= RAW DATA =
*****

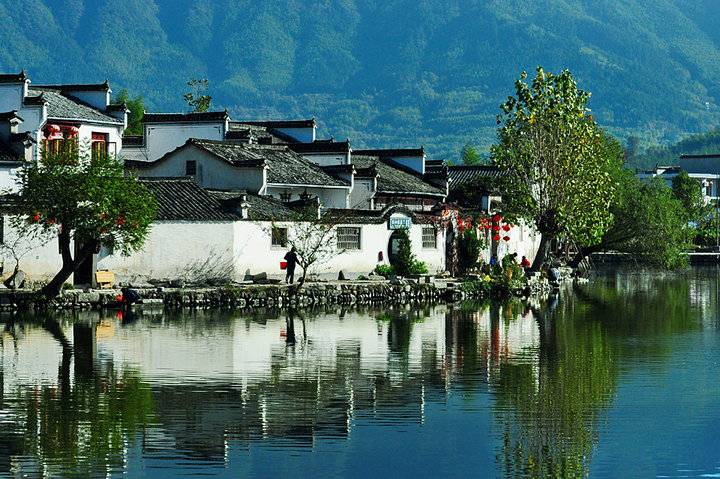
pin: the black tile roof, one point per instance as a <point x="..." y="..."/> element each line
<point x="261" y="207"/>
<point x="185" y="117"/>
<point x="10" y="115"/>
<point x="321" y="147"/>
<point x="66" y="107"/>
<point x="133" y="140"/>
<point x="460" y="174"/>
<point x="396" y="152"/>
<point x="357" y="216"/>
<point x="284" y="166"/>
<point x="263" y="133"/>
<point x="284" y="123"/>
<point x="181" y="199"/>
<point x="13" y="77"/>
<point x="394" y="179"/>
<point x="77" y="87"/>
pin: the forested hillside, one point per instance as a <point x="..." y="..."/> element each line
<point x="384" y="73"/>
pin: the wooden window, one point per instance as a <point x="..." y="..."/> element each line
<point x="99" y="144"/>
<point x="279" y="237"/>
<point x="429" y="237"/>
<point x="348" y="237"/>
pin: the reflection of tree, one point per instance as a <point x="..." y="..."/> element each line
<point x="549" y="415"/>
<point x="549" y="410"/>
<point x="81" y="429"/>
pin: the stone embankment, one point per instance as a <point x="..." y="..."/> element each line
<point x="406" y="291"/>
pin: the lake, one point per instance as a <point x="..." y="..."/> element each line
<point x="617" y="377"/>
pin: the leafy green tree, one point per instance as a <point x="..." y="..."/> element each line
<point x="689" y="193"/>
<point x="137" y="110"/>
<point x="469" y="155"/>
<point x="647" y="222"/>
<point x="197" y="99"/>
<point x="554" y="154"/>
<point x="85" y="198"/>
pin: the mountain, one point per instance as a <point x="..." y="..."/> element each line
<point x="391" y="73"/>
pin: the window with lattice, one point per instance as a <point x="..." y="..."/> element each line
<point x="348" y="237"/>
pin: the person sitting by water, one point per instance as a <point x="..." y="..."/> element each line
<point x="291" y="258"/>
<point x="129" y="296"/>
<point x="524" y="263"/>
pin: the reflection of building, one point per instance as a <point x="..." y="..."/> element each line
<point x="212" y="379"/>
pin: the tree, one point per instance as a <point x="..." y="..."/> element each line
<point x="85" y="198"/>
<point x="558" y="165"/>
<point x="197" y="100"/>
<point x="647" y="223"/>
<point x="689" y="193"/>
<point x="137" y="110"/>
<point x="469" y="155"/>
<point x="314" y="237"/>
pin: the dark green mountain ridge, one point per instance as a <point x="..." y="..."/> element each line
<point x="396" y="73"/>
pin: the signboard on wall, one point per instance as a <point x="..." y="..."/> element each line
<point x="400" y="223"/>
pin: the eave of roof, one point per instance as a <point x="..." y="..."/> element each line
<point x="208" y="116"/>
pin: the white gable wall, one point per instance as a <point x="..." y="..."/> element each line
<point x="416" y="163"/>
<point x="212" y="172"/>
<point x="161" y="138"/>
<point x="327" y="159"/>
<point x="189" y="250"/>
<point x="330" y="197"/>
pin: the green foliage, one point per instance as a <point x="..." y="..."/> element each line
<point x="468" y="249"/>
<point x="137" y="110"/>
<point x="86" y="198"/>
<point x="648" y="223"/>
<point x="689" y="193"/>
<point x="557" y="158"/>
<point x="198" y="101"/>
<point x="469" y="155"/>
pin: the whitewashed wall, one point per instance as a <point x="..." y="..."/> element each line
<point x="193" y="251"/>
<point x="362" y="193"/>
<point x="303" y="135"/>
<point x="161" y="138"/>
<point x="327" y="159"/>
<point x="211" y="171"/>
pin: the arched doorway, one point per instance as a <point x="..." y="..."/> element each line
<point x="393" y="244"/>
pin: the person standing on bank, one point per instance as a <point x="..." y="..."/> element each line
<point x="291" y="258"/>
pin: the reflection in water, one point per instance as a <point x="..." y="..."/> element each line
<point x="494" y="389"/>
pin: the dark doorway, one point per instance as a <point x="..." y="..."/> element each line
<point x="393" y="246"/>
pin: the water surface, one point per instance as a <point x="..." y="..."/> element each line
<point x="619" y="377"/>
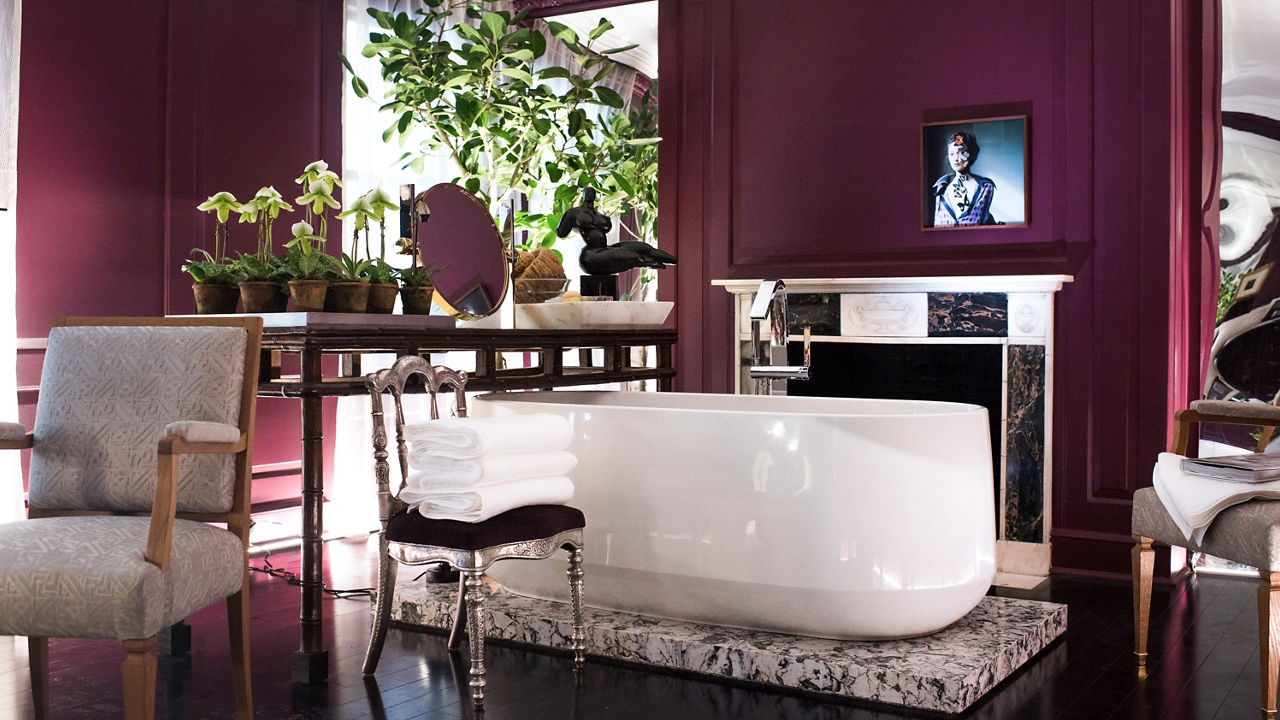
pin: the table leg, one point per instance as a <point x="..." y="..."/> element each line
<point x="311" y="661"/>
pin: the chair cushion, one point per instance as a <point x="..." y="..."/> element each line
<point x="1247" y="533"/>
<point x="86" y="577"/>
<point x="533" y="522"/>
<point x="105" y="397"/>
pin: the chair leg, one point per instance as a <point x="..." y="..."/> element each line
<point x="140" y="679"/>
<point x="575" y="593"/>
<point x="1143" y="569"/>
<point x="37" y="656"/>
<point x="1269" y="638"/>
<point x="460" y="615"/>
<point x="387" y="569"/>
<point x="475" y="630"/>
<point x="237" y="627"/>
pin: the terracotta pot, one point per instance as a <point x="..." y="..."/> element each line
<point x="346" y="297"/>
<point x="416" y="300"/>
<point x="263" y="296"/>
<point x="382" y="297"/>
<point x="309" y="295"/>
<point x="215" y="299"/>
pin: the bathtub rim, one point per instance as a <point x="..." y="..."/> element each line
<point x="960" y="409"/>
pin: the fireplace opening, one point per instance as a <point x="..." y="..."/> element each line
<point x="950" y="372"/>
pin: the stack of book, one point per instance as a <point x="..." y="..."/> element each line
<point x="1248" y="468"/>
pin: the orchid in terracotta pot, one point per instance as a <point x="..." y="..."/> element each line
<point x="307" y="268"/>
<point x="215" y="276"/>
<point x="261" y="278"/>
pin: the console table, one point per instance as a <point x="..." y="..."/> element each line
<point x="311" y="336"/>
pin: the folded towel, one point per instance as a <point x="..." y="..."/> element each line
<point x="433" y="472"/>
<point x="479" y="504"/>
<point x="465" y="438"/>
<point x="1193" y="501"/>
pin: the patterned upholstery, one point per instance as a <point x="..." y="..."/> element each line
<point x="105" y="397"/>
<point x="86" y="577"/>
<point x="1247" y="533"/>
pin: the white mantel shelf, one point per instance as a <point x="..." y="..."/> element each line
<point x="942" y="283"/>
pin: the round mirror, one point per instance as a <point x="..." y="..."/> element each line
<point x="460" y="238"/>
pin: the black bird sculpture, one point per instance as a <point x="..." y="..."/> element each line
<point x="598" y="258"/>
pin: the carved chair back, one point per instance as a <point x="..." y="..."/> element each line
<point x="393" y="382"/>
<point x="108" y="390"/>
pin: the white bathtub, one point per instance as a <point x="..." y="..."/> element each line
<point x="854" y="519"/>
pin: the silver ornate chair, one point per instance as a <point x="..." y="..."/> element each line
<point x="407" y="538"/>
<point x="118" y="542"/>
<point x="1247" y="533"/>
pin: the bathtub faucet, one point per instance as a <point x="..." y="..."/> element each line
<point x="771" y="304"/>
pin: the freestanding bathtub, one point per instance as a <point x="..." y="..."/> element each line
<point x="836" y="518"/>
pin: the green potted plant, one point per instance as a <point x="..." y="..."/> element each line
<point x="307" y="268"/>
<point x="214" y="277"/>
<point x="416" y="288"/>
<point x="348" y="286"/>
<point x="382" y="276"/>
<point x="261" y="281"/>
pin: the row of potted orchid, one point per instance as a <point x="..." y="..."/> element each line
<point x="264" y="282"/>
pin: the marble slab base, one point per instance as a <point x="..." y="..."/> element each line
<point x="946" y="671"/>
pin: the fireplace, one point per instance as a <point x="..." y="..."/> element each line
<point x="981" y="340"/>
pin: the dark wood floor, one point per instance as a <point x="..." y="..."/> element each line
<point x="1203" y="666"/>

*****

Can you update the lines starting at the one containing "pin: the black bird" and ending at the last line, so that "bathtub" becomes "tub" and nothing else changes?

= FINAL RESULT =
pin: the black bird sculpture, one point per instance as a <point x="..." y="..."/> element each line
<point x="598" y="258"/>
pin: the carved chair back, one point per instance as a <point x="..." y="..."/> element each line
<point x="393" y="382"/>
<point x="108" y="390"/>
pin: the white tub, one point per instance as a <point x="..." y="..."/> element each line
<point x="854" y="519"/>
pin: the silver ornate chair, one point per instance as a <point x="..." y="..."/> element each line
<point x="407" y="538"/>
<point x="118" y="542"/>
<point x="1247" y="533"/>
pin: the tub faucet, one point per instance as a <point x="..." y="..."/> element each line
<point x="771" y="304"/>
pin: the freestanding tub, one point per instance as a <point x="..." y="..."/> element each line
<point x="836" y="518"/>
pin: the green potted plant, one point per instance as a <point x="..." y="..."/> element each line
<point x="307" y="268"/>
<point x="214" y="277"/>
<point x="416" y="288"/>
<point x="348" y="286"/>
<point x="382" y="276"/>
<point x="261" y="281"/>
pin: the row of potted orchid, one point per instance as a <point x="..." y="..."/> element each line
<point x="264" y="282"/>
pin: the marble slab base, one point per instance as a <point x="..." y="..."/> element each line
<point x="946" y="671"/>
pin: the fireplace, one point per instance as a <point x="..." y="..."/> element each line
<point x="981" y="340"/>
pin: the dark wood floor, one point per instance as a <point x="..." y="..."/> element each line
<point x="1203" y="666"/>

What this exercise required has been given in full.